TASK INPUTS:
|---|

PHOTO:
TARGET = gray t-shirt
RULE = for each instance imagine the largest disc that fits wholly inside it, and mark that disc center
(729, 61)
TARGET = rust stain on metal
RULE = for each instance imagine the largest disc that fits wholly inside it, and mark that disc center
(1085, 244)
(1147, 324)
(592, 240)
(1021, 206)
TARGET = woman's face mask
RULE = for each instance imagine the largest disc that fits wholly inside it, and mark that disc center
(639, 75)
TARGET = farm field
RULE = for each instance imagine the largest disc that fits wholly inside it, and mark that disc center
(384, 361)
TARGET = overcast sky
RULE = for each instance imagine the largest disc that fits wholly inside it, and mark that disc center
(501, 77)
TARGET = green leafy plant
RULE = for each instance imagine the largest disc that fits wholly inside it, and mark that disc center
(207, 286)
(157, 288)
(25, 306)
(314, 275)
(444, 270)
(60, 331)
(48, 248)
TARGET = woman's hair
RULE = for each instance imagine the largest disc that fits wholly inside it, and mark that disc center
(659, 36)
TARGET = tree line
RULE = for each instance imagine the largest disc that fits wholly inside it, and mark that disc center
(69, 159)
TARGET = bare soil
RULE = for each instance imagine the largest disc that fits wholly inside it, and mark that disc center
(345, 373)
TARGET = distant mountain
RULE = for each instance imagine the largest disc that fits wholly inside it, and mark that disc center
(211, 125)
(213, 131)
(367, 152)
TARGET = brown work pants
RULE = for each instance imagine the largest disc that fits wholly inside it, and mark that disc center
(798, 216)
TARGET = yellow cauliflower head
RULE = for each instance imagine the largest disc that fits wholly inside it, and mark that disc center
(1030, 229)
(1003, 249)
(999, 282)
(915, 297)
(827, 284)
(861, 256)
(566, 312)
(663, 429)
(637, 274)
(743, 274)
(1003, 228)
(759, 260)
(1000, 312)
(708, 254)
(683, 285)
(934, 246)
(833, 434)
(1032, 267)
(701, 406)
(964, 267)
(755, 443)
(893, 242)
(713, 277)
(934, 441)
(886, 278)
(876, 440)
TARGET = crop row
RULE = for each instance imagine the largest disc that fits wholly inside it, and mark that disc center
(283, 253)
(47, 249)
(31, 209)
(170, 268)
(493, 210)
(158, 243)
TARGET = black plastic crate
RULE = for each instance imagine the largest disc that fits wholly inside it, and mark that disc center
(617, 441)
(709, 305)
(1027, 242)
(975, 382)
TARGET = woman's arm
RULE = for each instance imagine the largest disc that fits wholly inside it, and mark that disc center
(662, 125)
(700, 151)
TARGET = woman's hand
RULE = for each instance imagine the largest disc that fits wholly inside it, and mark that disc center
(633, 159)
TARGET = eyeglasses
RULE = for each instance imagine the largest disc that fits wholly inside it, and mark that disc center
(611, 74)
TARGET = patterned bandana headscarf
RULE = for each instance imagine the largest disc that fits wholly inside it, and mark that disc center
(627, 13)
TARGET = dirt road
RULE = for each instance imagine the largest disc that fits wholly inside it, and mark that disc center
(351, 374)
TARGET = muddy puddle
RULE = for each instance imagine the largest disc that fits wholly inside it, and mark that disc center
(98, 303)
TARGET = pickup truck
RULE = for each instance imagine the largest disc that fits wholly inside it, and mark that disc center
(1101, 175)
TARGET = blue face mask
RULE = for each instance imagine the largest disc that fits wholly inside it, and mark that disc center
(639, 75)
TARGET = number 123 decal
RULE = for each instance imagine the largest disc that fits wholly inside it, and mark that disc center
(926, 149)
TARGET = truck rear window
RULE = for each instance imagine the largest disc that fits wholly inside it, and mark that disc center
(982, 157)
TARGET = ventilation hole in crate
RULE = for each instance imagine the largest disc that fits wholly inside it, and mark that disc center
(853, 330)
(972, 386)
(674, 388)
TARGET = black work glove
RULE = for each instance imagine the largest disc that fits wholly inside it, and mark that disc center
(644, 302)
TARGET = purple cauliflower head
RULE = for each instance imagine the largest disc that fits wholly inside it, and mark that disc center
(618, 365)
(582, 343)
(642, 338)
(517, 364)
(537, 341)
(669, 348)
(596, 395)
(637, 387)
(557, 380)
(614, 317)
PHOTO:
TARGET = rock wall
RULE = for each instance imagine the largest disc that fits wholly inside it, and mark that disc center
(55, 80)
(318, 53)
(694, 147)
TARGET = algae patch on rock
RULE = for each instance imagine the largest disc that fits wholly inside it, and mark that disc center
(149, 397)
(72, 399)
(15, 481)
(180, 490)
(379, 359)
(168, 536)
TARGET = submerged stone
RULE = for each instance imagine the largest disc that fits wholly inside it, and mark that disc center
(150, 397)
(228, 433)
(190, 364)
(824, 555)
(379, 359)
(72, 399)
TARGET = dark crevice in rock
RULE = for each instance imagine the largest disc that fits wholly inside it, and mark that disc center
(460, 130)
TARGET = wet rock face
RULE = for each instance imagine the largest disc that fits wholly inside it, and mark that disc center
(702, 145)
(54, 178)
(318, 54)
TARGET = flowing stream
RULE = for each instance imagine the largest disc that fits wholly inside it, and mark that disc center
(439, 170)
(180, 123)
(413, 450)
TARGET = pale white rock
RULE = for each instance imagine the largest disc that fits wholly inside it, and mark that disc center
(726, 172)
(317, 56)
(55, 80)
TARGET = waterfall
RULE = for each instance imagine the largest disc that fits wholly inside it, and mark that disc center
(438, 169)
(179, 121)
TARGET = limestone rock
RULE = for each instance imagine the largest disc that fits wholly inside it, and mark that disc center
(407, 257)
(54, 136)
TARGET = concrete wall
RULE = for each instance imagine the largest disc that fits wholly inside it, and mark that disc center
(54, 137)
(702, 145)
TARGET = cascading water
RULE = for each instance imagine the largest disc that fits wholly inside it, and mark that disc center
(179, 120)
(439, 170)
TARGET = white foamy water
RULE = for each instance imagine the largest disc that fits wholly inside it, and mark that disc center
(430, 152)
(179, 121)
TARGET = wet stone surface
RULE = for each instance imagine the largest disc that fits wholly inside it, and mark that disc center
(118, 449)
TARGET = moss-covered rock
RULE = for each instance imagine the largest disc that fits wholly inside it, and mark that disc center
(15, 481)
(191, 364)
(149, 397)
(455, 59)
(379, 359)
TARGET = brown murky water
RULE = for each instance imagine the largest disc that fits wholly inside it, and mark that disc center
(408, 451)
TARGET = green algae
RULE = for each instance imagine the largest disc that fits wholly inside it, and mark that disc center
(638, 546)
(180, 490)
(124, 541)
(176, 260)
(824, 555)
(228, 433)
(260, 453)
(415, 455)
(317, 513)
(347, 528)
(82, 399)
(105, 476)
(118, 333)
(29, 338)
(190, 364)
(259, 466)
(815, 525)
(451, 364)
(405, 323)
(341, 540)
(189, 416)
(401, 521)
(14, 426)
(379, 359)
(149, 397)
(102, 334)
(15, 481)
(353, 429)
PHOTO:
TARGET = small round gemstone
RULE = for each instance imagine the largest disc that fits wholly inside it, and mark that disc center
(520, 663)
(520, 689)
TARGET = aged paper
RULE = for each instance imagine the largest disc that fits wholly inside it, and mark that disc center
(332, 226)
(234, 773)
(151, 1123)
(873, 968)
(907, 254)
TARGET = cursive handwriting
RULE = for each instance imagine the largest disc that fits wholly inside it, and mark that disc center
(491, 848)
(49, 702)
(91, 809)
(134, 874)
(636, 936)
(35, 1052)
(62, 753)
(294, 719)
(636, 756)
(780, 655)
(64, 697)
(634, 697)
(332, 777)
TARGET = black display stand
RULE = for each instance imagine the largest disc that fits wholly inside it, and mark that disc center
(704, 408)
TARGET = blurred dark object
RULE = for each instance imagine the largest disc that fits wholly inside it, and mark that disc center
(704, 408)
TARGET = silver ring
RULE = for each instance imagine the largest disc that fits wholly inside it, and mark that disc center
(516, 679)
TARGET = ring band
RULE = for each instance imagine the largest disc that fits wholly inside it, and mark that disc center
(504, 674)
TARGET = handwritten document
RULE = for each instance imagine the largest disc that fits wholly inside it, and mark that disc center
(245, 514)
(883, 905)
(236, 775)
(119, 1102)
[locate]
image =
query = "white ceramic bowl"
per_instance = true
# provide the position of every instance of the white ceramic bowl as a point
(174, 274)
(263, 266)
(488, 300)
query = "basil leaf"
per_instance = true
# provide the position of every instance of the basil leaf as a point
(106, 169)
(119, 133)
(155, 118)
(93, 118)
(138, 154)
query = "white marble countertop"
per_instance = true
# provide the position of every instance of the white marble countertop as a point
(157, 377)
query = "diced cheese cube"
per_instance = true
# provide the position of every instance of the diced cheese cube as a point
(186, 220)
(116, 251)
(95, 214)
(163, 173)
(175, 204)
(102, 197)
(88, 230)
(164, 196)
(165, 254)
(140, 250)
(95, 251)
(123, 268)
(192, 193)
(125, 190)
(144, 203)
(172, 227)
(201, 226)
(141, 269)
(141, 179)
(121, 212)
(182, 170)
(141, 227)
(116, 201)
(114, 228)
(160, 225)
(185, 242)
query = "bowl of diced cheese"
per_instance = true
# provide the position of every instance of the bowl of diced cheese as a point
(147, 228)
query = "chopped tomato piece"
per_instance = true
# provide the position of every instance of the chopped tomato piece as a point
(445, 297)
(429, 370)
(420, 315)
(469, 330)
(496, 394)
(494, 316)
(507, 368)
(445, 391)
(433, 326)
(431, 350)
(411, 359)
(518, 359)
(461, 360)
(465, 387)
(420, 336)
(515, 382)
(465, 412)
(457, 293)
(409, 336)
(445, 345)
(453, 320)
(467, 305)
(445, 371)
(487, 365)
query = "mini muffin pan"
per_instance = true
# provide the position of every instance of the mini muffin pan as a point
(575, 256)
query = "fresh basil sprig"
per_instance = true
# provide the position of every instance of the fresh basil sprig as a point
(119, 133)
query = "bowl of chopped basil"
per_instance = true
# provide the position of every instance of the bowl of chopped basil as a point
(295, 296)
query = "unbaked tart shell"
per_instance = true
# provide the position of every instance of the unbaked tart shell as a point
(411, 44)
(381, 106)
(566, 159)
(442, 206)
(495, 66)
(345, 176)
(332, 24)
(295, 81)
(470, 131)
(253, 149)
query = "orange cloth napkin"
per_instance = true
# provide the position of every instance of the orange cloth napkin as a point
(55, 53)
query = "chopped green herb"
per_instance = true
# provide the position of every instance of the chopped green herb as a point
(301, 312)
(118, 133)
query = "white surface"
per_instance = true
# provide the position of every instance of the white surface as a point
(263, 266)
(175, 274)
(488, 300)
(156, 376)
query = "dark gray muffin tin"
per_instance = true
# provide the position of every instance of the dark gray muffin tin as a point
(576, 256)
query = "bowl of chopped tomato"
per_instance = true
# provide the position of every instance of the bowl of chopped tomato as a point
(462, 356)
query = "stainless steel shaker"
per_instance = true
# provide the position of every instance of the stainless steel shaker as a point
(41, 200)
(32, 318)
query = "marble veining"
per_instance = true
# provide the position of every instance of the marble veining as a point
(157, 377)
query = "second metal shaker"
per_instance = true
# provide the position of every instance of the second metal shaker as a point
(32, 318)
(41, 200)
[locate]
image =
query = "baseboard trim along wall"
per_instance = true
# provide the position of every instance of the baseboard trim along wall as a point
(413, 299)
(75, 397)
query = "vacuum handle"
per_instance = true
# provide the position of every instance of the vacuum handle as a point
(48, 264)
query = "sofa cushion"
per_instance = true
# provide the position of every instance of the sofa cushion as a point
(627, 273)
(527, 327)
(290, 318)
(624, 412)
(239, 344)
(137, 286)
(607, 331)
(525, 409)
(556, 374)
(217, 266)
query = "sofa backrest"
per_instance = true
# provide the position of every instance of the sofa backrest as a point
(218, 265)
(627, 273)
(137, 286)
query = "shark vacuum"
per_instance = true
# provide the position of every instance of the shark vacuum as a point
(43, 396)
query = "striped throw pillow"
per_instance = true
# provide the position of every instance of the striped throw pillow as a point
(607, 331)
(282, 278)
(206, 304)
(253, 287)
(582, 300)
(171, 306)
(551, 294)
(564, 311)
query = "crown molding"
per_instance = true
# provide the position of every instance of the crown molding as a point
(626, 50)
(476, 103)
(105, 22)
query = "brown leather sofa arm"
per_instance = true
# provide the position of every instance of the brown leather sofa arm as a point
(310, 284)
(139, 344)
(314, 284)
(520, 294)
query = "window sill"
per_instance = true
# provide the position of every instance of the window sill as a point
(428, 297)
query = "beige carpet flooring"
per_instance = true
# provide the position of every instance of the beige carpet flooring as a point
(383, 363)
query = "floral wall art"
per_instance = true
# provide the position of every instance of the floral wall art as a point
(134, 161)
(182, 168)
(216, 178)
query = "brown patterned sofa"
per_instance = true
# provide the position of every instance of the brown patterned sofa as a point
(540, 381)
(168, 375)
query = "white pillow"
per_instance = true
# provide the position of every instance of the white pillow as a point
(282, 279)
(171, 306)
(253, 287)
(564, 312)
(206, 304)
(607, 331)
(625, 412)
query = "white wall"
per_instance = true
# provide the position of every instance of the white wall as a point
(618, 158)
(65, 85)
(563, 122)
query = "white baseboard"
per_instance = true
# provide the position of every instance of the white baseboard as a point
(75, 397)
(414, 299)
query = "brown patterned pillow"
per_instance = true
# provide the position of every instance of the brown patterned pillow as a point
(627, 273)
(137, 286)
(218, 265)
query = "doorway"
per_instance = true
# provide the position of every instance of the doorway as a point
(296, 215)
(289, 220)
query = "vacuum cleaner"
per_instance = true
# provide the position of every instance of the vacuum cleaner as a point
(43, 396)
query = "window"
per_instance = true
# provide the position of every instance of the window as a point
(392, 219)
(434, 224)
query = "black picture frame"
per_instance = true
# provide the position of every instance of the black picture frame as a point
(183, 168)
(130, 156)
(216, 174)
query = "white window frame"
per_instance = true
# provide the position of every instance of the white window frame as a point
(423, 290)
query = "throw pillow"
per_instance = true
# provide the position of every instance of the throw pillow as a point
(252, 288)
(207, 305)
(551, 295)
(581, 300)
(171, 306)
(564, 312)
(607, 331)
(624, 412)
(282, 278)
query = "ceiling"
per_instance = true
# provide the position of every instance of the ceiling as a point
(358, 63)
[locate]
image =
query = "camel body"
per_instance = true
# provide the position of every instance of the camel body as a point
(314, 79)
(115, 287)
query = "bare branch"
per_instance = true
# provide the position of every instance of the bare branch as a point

|---|

Gather every line of the entries that contains the string "algae", matching case exactly.

TARGET = algae patch on rock
TARGET = green algae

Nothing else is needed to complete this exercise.